<<<<
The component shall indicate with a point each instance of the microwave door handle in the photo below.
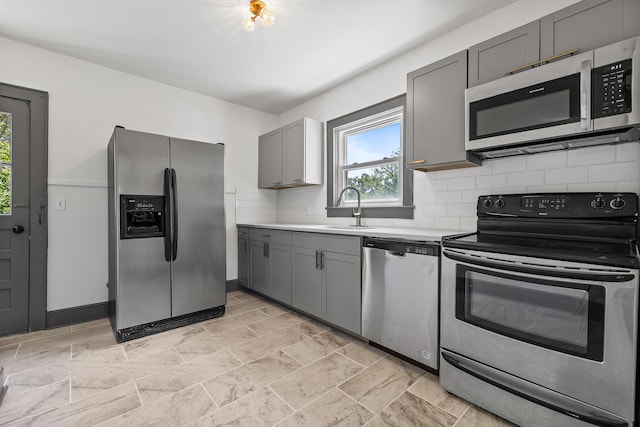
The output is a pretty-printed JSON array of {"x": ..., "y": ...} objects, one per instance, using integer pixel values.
[
  {"x": 585, "y": 99},
  {"x": 532, "y": 392}
]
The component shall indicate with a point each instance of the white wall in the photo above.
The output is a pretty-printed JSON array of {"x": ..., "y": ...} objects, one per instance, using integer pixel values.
[
  {"x": 85, "y": 102},
  {"x": 447, "y": 199}
]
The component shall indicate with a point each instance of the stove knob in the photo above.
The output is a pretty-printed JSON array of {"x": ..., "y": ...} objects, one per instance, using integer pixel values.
[
  {"x": 598, "y": 203},
  {"x": 618, "y": 203}
]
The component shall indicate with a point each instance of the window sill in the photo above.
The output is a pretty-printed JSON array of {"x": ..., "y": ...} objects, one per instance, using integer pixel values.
[{"x": 403, "y": 212}]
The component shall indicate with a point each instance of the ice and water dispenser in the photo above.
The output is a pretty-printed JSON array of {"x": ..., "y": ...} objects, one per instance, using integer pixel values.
[{"x": 141, "y": 216}]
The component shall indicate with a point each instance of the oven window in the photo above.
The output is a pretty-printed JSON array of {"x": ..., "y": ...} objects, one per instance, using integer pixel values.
[{"x": 566, "y": 317}]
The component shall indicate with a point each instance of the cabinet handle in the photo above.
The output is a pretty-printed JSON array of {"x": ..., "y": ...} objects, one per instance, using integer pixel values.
[{"x": 542, "y": 61}]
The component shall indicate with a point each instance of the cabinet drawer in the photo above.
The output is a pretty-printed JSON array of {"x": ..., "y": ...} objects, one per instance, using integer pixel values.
[
  {"x": 243, "y": 233},
  {"x": 331, "y": 243},
  {"x": 272, "y": 236}
]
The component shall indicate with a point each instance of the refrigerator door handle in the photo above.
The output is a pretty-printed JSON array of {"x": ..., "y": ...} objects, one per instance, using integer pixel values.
[
  {"x": 167, "y": 214},
  {"x": 174, "y": 185}
]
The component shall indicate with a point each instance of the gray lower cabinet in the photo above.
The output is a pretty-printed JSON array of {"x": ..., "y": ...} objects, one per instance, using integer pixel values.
[
  {"x": 491, "y": 59},
  {"x": 244, "y": 257},
  {"x": 259, "y": 278},
  {"x": 307, "y": 281},
  {"x": 343, "y": 292},
  {"x": 588, "y": 25},
  {"x": 270, "y": 263},
  {"x": 280, "y": 272},
  {"x": 435, "y": 116},
  {"x": 326, "y": 278}
]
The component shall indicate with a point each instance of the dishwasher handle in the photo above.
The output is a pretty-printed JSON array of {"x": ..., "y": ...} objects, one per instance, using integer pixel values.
[{"x": 402, "y": 247}]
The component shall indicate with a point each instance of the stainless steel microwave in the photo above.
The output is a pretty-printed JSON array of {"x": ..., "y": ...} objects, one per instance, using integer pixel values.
[{"x": 587, "y": 97}]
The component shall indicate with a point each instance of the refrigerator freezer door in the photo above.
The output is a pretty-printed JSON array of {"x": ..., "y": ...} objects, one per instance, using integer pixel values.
[
  {"x": 143, "y": 285},
  {"x": 199, "y": 270}
]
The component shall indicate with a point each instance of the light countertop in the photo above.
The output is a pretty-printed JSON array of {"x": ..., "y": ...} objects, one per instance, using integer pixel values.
[{"x": 418, "y": 234}]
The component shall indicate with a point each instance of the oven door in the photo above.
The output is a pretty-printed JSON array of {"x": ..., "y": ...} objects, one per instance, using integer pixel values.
[{"x": 567, "y": 327}]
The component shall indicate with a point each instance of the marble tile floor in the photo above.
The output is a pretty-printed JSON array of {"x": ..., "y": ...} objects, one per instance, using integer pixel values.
[{"x": 259, "y": 365}]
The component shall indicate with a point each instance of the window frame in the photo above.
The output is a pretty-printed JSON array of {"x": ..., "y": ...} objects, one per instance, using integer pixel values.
[{"x": 368, "y": 118}]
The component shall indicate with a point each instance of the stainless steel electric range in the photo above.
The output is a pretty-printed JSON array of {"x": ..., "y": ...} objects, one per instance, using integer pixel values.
[{"x": 539, "y": 309}]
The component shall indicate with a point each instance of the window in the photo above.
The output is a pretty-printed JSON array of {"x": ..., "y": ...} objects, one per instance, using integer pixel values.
[
  {"x": 366, "y": 151},
  {"x": 5, "y": 163}
]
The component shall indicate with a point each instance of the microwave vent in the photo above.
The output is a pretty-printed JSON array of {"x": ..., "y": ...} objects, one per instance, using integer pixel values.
[{"x": 566, "y": 143}]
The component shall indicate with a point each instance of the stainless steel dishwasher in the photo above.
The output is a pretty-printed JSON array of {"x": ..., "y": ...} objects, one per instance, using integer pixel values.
[{"x": 400, "y": 297}]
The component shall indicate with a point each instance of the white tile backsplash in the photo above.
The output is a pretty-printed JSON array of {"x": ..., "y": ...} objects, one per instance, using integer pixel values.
[
  {"x": 518, "y": 179},
  {"x": 566, "y": 175},
  {"x": 591, "y": 156},
  {"x": 447, "y": 199}
]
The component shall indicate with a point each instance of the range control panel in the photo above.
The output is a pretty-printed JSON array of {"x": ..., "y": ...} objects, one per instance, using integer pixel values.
[{"x": 559, "y": 205}]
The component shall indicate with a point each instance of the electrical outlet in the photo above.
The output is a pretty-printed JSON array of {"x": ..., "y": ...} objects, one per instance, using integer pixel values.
[{"x": 61, "y": 204}]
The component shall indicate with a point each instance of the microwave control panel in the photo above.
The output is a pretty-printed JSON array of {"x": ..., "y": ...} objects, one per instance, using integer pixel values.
[{"x": 611, "y": 89}]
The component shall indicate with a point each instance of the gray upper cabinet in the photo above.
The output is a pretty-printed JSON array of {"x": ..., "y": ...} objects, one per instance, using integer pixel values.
[
  {"x": 291, "y": 156},
  {"x": 435, "y": 116},
  {"x": 588, "y": 25},
  {"x": 270, "y": 159},
  {"x": 491, "y": 59}
]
>>>>
**WORK REQUIRED:** Write out all of the material above again with "pretty-printed" replaced by "indented" everywhere and nothing else changed, omitting the pictures.

**SOLUTION TO THE PROBLEM:**
The component shall indicate with a point each instance of the microwave door handle in the photo below.
The output is a indented JSON array of {"x": ..., "y": ...} objects, one per instance, using integer pixel values.
[
  {"x": 585, "y": 99},
  {"x": 532, "y": 392}
]
The component shall indicate with a point each instance of the white wall in the photo above.
The output is a indented JSON array of {"x": ..., "y": ...} objects, one per instance, using integer pixel values.
[
  {"x": 85, "y": 102},
  {"x": 447, "y": 199}
]
The component shall indicate with a point each instance of the stove knob in the photo above.
The output is a indented JSON array of {"x": ..., "y": ...} objects, one per instance, using integer pixel values.
[
  {"x": 598, "y": 203},
  {"x": 618, "y": 203}
]
The component shall indicate with a point each instance of the window sill in the photo above.
The output is a indented JSON array of {"x": ..., "y": ...} objects, one per instance, using integer pixel values.
[{"x": 403, "y": 212}]
The component shall indicate with a point each instance of the ice and water dispenser in the photo above.
The output is a indented JSON array of {"x": ..., "y": ...} objects, one per instance, using integer pixel values.
[{"x": 141, "y": 216}]
The component shall indicate with a point each instance of the oven window in the photo above.
The output is a indented JSON array of {"x": ..., "y": ...} objects, one per instance, using integer pixel values.
[{"x": 566, "y": 317}]
The component shall indicate with a point each instance of the cabinet handle in the photo above.
The output is a indented JSON array of {"x": ..., "y": ...} objects, one per instance, using integer pixel values.
[{"x": 542, "y": 61}]
The component shall indicate with a point each instance of the cabinet drawer in the photo above.
The output is a indented JSON array of {"x": ..., "y": ...} objects, one per instance, using integer pixel values.
[
  {"x": 243, "y": 233},
  {"x": 331, "y": 243},
  {"x": 272, "y": 236}
]
The component shall indicate with a point each instance of the refrigerator door handle in the photo above.
The output is a indented JSON array of {"x": ..., "y": ...} objects, one per instance, using integer pixel values.
[
  {"x": 167, "y": 214},
  {"x": 174, "y": 185}
]
The component shall indicate with a point each instance of the gray lower cabinet in the photo above.
The output is a indented JSON array of {"x": ..., "y": ...} objects, one per instance, using integer pixel values.
[
  {"x": 491, "y": 59},
  {"x": 244, "y": 257},
  {"x": 259, "y": 278},
  {"x": 307, "y": 281},
  {"x": 343, "y": 292},
  {"x": 588, "y": 25},
  {"x": 270, "y": 263},
  {"x": 280, "y": 272},
  {"x": 435, "y": 116},
  {"x": 326, "y": 278}
]
The component shall indicate with a point each instance of the dishwasher handle in the photo above.
The output is a indented JSON array of {"x": ..., "y": ...} objects, one per instance, using integer pixel values.
[{"x": 402, "y": 247}]
The component shall indicate with a point each instance of the stainless steel microwave in the photo above.
The output is a indented JSON array of {"x": ..., "y": ...} objects, one per instance, using integer pixel values.
[{"x": 587, "y": 97}]
The component shall indicate with a point each instance of the refrigerator freezer door in the photo above.
The output is a indented JSON array of {"x": ..., "y": ...} objects, one per instance, using integer pixel values.
[
  {"x": 143, "y": 285},
  {"x": 199, "y": 270}
]
The component shall indicate with a point each instance of the light countertop in the photo above.
The output is a indented JSON array of {"x": ..., "y": ...} objects, one per instance, using integer pixel values.
[{"x": 418, "y": 234}]
The component shall indicate with a point each instance of the oven door in the photo above.
The output is a indented JSON array of {"x": ..., "y": ...} objects, one per instance, using integer pixel values.
[{"x": 567, "y": 327}]
The component shall indicate with a point each instance of the marble tile floor in the photo above.
The output is a indented JSON array of {"x": ..., "y": ...} objects, one per instance, using integer pixel values.
[{"x": 259, "y": 365}]
The component shall indicate with a point each instance of the window frame in the photo above.
The output is a indented JSON array of {"x": ..., "y": ...} objects, one per instance, using integer pixel values.
[{"x": 368, "y": 118}]
The component shall indicate with a point each instance of the stainless steel electric range in the photo above.
The output is a indented JSON array of {"x": ..., "y": ...} objects, one per instance, using integer pixel values.
[{"x": 539, "y": 309}]
The component shall indicate with a point each instance of the window in the photo above.
The output is a indented JSON array of {"x": ..., "y": ...} objects, one per instance, using integer pixel values.
[
  {"x": 366, "y": 151},
  {"x": 5, "y": 163}
]
The component shall indicate with a point each instance of the microwave vent in the photo above.
The output is a indented JSON array of {"x": ..., "y": ...} objects, one per instance, using integer pixel values.
[{"x": 566, "y": 143}]
The component shall indicate with a point each instance of the stainless steel dishwasher in the photo above.
The output is a indented JSON array of {"x": ..., "y": ...} objects, one per instance, using integer pixel values.
[{"x": 400, "y": 297}]
The component shall indicate with a point each instance of the white tile backsplash in the photo above.
The output is a indented JSON array of {"x": ..., "y": ...} objects, one per instance, using integer pixel values.
[
  {"x": 518, "y": 179},
  {"x": 566, "y": 175},
  {"x": 591, "y": 156},
  {"x": 447, "y": 199}
]
The component shall indicate with a point each instance of the range control panel in the photo above.
The output is a indented JSON array of {"x": ..., "y": ...} objects, one per instance, using integer pixel values.
[{"x": 559, "y": 205}]
The component shall indicate with a point each instance of the electrical outlet in the photo above.
The output is a indented JSON array of {"x": ..., "y": ...} objects, one per instance, using integer pixel values.
[{"x": 61, "y": 204}]
The component shall indicate with a point each instance of the microwave control panel in the photo above.
The output is a indented JSON array of {"x": ..., "y": ...} objects, one per instance, using integer pixel values.
[{"x": 611, "y": 89}]
The component shall indicate with a point each instance of the gray upper cabinet in the photo above.
The output is a indented JSON array of {"x": ..., "y": ...} objects, one per instance, using integer pixel values.
[
  {"x": 291, "y": 156},
  {"x": 435, "y": 116},
  {"x": 588, "y": 25},
  {"x": 270, "y": 159},
  {"x": 491, "y": 59}
]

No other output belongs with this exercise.